## Text segment
> how or why is this sensible? The whole objective here is *personal learning* a...

tomp · on Dec 11, 2022

Thanks for extensive answer.

Do you have a few of these cutting-edge algorithmic advances papers in mind, could you list them?

I guess I got too pessimistic because of things like "emergent features" [1] / "grokking" [2] that seems to happen only with a lot of compute, and also the fact that the original (vanilla) transformer architecture remains (one of) the best, despite many additional ideas and "advances" (but that is only evident at large scale) [3].

Because of the points above, it's really hard for me, as a non-expert, to assess which papers are true advancements, and which were only published in pursuit of vanity metrics (e.g. publication counts) but actually represent overfit/cherry-picked results rather than robust progress.

[1] https://timdettmers.com/2022/08/17/llm-int8-and-emergent-fea...

[2] https://www.lesswrong.com/posts/N6WM6hs7RQMKDhYjB/a-mechanis...

[3] https://twitter.com/YiTayML/status/1551657355036676096

jdeaton · on Dec 12, 2022

I posted in another comment on this thread a list of papers which met these criteria for me at the time and which I learned a lot by implementing.

> it's really hard for me, as a non-expert, to assess which papers are true advancements

Its hard for me too, though I wouldn't consider myself an expert, just someone with a moderate amount of experience. Learning to discriminate important from less-important papers is another skill which takes effort to develop.

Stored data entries

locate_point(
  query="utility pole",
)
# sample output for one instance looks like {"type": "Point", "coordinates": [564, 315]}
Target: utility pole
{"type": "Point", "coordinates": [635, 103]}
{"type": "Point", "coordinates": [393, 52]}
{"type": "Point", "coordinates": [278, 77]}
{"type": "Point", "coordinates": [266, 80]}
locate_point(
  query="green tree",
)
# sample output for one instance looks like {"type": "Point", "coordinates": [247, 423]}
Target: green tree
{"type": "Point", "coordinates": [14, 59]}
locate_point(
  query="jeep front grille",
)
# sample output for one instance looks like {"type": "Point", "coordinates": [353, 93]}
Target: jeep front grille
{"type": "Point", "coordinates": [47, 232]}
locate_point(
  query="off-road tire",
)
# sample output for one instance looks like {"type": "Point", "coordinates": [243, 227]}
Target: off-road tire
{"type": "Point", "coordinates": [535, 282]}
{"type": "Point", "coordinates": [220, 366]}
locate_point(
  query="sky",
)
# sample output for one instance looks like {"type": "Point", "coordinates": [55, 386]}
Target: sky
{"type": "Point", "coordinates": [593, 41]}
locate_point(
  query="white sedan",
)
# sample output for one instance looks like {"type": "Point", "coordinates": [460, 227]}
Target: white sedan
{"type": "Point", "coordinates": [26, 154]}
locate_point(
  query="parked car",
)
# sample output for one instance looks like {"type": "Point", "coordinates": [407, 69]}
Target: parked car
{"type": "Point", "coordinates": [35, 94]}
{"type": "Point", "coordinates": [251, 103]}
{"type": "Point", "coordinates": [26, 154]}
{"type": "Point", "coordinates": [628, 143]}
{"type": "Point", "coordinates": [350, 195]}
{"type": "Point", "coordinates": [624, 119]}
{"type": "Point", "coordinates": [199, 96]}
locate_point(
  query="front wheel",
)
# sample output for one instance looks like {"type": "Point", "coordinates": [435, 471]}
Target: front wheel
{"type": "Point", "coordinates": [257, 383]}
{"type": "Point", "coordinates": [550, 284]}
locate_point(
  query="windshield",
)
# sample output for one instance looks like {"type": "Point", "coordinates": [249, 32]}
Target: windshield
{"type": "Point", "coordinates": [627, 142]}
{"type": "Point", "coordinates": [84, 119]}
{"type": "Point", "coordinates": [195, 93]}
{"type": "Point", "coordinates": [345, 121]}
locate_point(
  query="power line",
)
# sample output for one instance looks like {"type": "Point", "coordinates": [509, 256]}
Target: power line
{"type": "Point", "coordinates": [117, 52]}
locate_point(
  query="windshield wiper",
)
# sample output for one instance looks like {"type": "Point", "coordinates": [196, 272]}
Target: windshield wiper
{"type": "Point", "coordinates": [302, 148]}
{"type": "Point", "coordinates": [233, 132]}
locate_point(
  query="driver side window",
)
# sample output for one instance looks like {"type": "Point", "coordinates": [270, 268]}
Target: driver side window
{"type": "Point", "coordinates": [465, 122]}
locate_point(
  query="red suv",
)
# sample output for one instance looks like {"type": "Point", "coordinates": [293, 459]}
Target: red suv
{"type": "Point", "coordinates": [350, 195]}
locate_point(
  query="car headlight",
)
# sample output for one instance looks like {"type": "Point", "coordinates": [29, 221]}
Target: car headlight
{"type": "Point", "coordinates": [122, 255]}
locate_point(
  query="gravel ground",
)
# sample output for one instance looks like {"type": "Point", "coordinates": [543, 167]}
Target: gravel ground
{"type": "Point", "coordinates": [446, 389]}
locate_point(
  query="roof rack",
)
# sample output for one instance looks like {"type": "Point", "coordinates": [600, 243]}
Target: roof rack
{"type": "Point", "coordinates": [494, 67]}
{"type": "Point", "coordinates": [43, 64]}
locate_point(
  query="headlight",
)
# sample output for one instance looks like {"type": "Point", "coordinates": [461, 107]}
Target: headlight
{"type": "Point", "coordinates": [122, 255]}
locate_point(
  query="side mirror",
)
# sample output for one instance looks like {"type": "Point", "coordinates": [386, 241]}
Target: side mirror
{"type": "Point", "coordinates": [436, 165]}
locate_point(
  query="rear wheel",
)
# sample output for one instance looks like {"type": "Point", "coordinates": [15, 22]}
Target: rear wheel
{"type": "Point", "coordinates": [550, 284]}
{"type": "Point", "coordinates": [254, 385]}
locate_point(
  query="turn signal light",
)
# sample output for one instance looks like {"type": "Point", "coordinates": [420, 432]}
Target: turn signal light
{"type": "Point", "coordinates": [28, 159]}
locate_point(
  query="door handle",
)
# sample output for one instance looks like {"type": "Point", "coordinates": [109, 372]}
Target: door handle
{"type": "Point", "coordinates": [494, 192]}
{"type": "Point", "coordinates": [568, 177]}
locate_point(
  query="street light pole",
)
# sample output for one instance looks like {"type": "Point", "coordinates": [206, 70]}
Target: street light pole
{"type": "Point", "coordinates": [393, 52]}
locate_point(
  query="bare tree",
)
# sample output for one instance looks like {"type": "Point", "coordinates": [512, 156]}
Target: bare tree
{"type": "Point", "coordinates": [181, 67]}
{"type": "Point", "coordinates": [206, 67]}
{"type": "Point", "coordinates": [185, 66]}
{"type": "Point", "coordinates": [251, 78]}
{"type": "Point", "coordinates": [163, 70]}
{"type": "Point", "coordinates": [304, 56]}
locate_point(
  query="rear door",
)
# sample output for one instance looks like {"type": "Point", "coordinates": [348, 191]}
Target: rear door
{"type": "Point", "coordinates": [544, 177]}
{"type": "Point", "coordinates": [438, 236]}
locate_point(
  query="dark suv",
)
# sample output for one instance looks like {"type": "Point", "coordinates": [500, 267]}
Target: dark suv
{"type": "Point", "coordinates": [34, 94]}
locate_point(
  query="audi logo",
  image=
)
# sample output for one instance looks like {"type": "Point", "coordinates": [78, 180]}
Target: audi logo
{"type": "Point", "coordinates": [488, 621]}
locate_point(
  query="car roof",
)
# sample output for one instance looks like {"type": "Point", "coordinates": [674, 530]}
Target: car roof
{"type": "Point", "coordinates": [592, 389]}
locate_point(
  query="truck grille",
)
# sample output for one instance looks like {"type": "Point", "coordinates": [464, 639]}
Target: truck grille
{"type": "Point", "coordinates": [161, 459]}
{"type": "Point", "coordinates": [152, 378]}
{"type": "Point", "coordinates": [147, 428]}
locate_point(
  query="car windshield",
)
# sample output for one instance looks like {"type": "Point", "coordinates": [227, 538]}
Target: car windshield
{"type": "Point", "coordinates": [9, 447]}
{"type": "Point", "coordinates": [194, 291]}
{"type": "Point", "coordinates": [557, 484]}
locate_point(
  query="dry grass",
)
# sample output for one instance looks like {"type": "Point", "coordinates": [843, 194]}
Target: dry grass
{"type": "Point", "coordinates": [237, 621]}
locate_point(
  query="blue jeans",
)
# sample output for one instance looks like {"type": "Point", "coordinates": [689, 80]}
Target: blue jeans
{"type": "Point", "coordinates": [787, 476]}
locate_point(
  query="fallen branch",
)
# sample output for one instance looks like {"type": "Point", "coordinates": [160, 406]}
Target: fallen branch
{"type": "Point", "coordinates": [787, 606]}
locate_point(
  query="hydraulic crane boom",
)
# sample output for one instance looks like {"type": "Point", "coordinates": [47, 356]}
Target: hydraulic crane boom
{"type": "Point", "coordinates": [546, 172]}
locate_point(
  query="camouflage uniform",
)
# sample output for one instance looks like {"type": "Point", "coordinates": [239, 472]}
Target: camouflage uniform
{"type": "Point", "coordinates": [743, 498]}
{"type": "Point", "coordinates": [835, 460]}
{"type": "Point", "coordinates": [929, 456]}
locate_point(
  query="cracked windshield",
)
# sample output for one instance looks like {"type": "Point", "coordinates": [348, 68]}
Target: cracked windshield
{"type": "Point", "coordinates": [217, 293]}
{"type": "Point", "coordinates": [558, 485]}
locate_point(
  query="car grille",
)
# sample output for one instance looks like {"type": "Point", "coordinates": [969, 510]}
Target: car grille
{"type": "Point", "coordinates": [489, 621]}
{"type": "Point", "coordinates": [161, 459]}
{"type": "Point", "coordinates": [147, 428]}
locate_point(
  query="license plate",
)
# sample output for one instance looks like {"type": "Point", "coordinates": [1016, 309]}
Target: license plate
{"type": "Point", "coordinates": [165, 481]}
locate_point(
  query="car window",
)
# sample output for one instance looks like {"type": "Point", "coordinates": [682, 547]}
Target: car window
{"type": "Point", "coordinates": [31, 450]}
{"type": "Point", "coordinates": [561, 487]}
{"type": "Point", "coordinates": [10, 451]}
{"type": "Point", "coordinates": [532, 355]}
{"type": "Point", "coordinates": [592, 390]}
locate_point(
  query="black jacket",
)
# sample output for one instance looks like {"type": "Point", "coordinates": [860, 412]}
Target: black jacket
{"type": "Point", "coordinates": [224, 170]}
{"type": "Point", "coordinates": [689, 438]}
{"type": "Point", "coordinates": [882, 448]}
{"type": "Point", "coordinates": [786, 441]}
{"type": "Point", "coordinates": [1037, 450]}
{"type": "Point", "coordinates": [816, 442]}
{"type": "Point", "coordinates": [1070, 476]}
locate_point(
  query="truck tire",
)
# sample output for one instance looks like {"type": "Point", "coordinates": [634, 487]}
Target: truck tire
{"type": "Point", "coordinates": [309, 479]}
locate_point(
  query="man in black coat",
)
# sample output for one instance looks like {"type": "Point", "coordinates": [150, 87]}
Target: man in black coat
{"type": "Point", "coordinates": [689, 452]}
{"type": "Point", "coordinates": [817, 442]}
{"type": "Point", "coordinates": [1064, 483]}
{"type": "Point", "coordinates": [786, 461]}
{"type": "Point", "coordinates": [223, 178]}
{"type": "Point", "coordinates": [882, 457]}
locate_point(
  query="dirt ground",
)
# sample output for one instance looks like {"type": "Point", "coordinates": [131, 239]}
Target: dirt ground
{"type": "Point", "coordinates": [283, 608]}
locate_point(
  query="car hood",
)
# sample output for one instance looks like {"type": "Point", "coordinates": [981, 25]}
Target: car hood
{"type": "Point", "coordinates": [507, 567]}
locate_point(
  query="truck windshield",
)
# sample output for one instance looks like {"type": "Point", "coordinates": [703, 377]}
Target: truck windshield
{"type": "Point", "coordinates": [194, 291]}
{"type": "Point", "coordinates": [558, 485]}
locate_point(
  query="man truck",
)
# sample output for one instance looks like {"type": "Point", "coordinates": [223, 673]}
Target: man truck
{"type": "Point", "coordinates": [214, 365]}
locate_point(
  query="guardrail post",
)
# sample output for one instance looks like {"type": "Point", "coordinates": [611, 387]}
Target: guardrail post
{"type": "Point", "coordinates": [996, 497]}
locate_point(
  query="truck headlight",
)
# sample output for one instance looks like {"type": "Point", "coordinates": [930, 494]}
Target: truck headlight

## Task description
Reproduce the stretch of the forum thread from "[3] https://twitter.com/YiTayML/status/1551657355036676096" through "effort to develop." word for word.

## Response
[3] https://twitter.com/YiTayML/status/1551657355036676096

jdeaton · on Dec 12, 2022

I posted in another comment on this thread a list of papers which met these criteria for me at the time and which I learned a lot by implementing.

> it's really hard for me, as a non-expert, to assess which papers are true advancements

Its hard for me too, though I wouldn't consider myself an expert, just someone with a moderate amount of experience. Learning to discriminate important from less-important papers is another skill which takes effort to develop.